- Text under study -
--- START ---
What do TSA groping, NSA data-mining, and mercury-laced fluorescent light bulbs have to do with keeping your doctor? They are the products of seductively entitled but flawed laws. As Daniel Webster said, “good intentions will always be pleaded for every assumption of authority.”
The Transportation Security Administration and the National Security Agency restrain our liberty under the auspices of the Uniting and Strengthening America by Providing Appropriate Tools Required to Intercept and Obstruct Terrorism Act of 2001 (PATRIOT Act). The Energy Independence and Security Act is phasing out incandescent bulbs.
The Patient Protection and Affordable Care Act (ACA/ “ObamaCare”) sounds as though our best interests were at the heart of the legislation. But so far, the 400,000-word law that nobody read has spawned some 12 million words in regulations. Now these regulations that even fewer people read are coming between you and that doctor you were promised you could keep.
The modern-day mission creep began with the Health Insurance Portability and Accountability Act of 1996 (HIPAA). To “safeguard the privacy of protected health information,” HIPAA’s Administrative Simplification Standard mandated the use of the National Provider Identifier (NPI) for “covered entities,” i.e., those who electronically transmit health information.
The NPI extended its reach to “non-covered” physicians who neither sent nor intended to send claims for services they furnished to private insurers or government programs. Without an NPI on the paperwork to refer patients for diagnostic testing, a claim could be denied. Obtaining an NPI was a small concession to Big Brother for physicians who were not enrolled in the Medicare program. After all, even if their patients chose to pay their personal doctor out of pocket, they had paid their Medicare premiums and deserved the benefit of that insurance for other services and supplies.
For the overlords at Medicare, an NPI was no longer sufficient. The ACA specifically requires physicians/practitioners to enroll in or officially opt out of the Medicare Program to order medical supplies and home health services and have these claims accepted. To “ensure program integrity,” a gem of a catchall ACA provision (section 6405(c)) gives the Secretary of Health and Human Services (HHS) unilateral authority to extend this mandate to “all other categories of items and services.”
Wasting no time, HHS added clinical laboratory and radiology tests to the mandate via regulations. Despite the longstanding policy of approving prescriptions dispensed under applicable state law, a new ACA-proposed rule adds medications covered by a Medicare Part D drug plan to the enroll/opt-out mandate. Physicians are bullied into bowing at the altar of bureaucracy or having Medicare deny payment for their patients’ claims for pharmaceuticals and other providers’ services.
--- END ---
- Supplied information -
--- START ---
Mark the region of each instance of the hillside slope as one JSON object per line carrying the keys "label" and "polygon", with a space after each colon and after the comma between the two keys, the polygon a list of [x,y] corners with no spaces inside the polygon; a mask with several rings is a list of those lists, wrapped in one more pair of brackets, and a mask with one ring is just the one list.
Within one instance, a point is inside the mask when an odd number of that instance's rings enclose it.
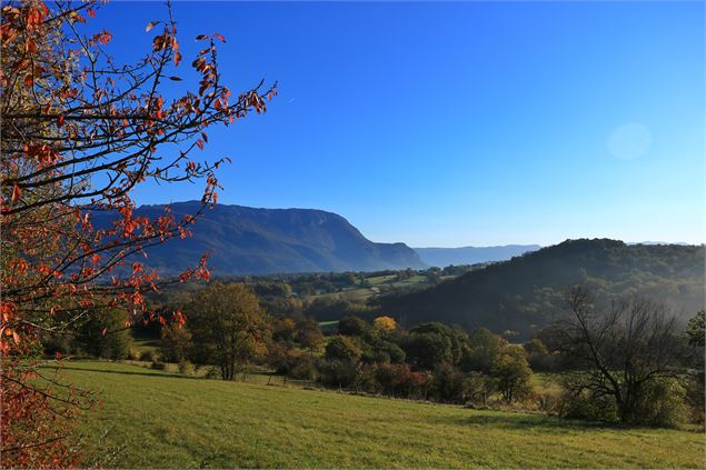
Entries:
{"label": "hillside slope", "polygon": [[540,248],[538,244],[505,244],[500,247],[415,248],[414,250],[425,263],[446,268],[451,264],[506,261]]}
{"label": "hillside slope", "polygon": [[[177,202],[171,211],[181,217],[199,206],[197,201]],[[157,217],[162,210],[163,206],[142,206],[136,214]],[[217,204],[205,211],[191,231],[191,238],[151,248],[150,266],[176,273],[208,252],[216,276],[425,267],[405,243],[375,243],[342,217],[321,210]]]}
{"label": "hillside slope", "polygon": [[685,319],[704,308],[704,247],[568,240],[380,303],[407,324],[438,320],[527,338],[566,312],[564,293],[581,282],[597,299],[648,296]]}
{"label": "hillside slope", "polygon": [[[699,432],[191,379],[103,361],[67,361],[60,369],[70,383],[101,393],[103,404],[81,413],[78,432],[87,450],[106,460],[103,468],[638,469],[704,462]],[[51,369],[42,371],[52,377]]]}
--- END ---
Transcribe the passage of the text on Medicare rules word for word, starting at "The Patient Protection" and ending at "transmit health information.".

- Final answer -
The Patient Protection and Affordable Care Act (ACA/ “ObamaCare”) sounds as though our best interests were at the heart of the legislation. But so far, the 400,000-word law that nobody read has spawned some 12 million words in regulations. Now these regulations that even fewer people read are coming between you and that doctor you were promised you could keep.
The modern-day mission creep began with the Health Insurance Portability and Accountability Act of 1996 (HIPAA). To “safeguard the privacy of protected health information,” HIPAA’s Administrative Simplification Standard mandated the use of the National Provider Identifier (NPI) for “covered entities,” i.e., those who electronically transmit health information.